Monaco | Tribunal de première instance, 2 avril 1987, Dame P. c/ A. dit R. R.


Abstract

Exequatur

Jugement des U.S.A. - Dispositions contraires à l'ordre public et aux principes de droit monégasque : injonctions données à un officier public monégasque - Rejet du droit de visite du père et dommages-intérêts prononcés contre celui-ci à titre de sanction violation des droits de la défense

Résumé

Ne saurait être prononcé l'exequatur d'une décision rendue par une juridiction des U.S.A. interdisant à un notaire monégasque de remettre des certificats d'actions à quiconque, sauf à y être autorisé par elle, supprimant les droits d

e visite du père pour une période indéterminée à titre de sanction, condamnant celui-ci à des...

Abstract

Exequatur

Jugement des U.S.A. - Dispositions contraires à l'ordre public et aux principes de droit monégasque : injonctions données à un officier public monégasque - Rejet du droit de visite du père et dommages-intérêts prononcés contre celui-ci à titre de sanction violation des droits de la défense

Résumé

Ne saurait être prononcé l'exequatur d'une décision rendue par une juridiction des U.S.A. interdisant à un notaire monégasque de remettre des certificats d'actions à quiconque, sauf à y être autorisé par elle, supprimant les droits de visite du père pour une période indéterminée à titre de sanction, condamnant celui-ci à des dommages-intérêts exagérés pour avoir « détenu arbitrairement » ses enfants sans qu'il ait pu faire valoir ses moyens de défense.

EXERCICES -
1) Réécrivez l'extrait sur l'exequatur, tout ce qui va de « Monaco | Tribunal » jusqu'à « celui-ci à des... », en remplaçant « officier public » par « officier ministériel ».
2) Transformez en CSV à deux colonnes, « consigne » et « réponse », tout ce qui va du début des entrées jusqu'à la ligne contenant « point(747, 43) » incluse, avec une ligne par entrée, chaque champ entre guillemets et les sauts de ligne remplacés par des espaces. Laissez les images de côté.
L'extrait et les entrées n'ont aucun lien entre eux.

DONNÉES DES EXERCICES -

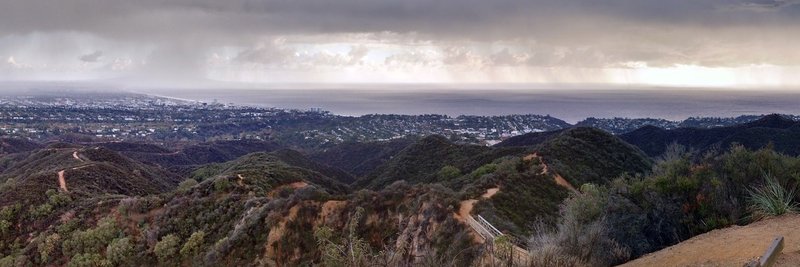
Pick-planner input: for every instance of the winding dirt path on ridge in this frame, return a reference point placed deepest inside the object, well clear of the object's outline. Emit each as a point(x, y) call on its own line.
point(558, 178)
point(75, 155)
point(62, 183)
point(732, 246)
point(466, 206)
point(62, 180)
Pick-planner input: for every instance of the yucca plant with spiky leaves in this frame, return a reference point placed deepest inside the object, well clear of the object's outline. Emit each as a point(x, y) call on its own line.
point(771, 199)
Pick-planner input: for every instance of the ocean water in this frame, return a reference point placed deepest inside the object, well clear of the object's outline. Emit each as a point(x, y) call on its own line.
point(571, 105)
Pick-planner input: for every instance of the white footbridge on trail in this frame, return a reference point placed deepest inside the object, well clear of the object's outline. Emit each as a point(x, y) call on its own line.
point(489, 233)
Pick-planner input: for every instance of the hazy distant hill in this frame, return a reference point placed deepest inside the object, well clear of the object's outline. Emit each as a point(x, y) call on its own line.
point(421, 162)
point(87, 172)
point(781, 131)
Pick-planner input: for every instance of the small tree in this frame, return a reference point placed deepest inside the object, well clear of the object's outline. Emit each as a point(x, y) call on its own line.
point(120, 251)
point(771, 199)
point(193, 245)
point(449, 172)
point(186, 185)
point(46, 248)
point(353, 251)
point(167, 248)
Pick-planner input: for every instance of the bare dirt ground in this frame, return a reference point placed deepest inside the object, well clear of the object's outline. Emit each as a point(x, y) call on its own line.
point(465, 208)
point(732, 246)
point(558, 178)
point(295, 185)
point(62, 182)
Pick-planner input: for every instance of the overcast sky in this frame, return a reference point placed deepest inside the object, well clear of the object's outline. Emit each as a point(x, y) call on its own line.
point(747, 43)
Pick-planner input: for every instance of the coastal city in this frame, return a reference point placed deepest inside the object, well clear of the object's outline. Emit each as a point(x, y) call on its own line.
point(132, 117)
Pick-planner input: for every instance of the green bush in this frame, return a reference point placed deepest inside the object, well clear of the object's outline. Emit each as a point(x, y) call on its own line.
point(167, 248)
point(448, 172)
point(88, 260)
point(193, 244)
point(92, 240)
point(771, 199)
point(41, 211)
point(186, 185)
point(582, 236)
point(120, 251)
point(46, 248)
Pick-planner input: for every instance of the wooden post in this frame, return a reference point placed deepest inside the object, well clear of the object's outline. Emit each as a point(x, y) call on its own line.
point(771, 255)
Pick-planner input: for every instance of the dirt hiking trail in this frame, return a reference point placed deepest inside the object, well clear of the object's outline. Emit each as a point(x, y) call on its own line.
point(732, 246)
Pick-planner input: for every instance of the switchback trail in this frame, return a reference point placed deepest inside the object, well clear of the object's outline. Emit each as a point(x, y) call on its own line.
point(558, 178)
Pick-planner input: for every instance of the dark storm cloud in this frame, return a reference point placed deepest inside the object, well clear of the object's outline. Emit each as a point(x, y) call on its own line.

CORRIGÉ -
1)
Monaco | Tribunal de première instance, 2 avril 1987, Dame P. c/ A. dit R. R.


Abstract

Exequatur

Jugement des U.S.A. - Dispositions contraires à l'ordre public et aux principes de droit monégasque : injonctions données à un officier ministériel monégasque - Rejet du droit de visite du père et dommages-intérêts prononcés contre celui-ci à titre de sanction violation des droits de la défense

Résumé

Ne saurait être prononcé l'exequatur d'une décision rendue par une juridiction des U.S.A. interdisant à un notaire monégasque de remettre des certificats d'actions à quiconque, sauf à y être autorisé par elle, supprimant les droits d

e visite du père pour une période indéterminée à titre de sanction, condamnant celui-ci à des...

2)
consigne,réponse
"Pick-planner input: for every instance of the winding dirt path on ridge in this frame, return a reference point placed deepest inside the object, well clear of the object's outline. Emit each as a point(x, y) call on its own line.","point(558, 178) point(75, 155) point(62, 183) point(732, 246) point(466, 206) point(62, 180)"
"Pick-planner input: for every instance of the yucca plant with spiky leaves in this frame, return a reference point placed deepest inside the object, well clear of the object's outline. Emit each as a point(x, y) call on its own line.","point(771, 199)"
"Pick-planner input: for every instance of the ocean water in this frame, return a reference point placed deepest inside the object, well clear of the object's outline. Emit each as a point(x, y) call on its own line.","point(571, 105)"
"Pick-planner input: for every instance of the white footbridge on trail in this frame, return a reference point placed deepest inside the object, well clear of the object's outline. Emit each as a point(x, y) call on its own line.","point(489, 233)"
"Pick-planner input: for every instance of the hazy distant hill in this frame, return a reference point placed deepest inside the object, well clear of the object's outline. Emit each as a point(x, y) call on its own line.","point(421, 162) point(87, 172) point(781, 131)"
"Pick-planner input: for every instance of the small tree in this frame, return a reference point placed deepest inside the object, well clear of the object's outline. Emit each as a point(x, y) call on its own line.","point(120, 251) point(771, 199) point(193, 245) point(449, 172) point(186, 185) point(46, 248) point(353, 251) point(167, 248)"
"Pick-planner input: for every instance of the bare dirt ground in this frame, return a reference point placed deepest inside the object, well clear of the object's outline. Emit each as a point(x, y) call on its own line.","point(465, 208) point(732, 246) point(558, 178) point(295, 185) point(62, 182)"
"Pick-planner input: for every instance of the overcast sky in this frame, return a reference point placed deepest inside the object, well clear of the object's outline. Emit each as a point(x, y) call on its own line.","point(747, 43)"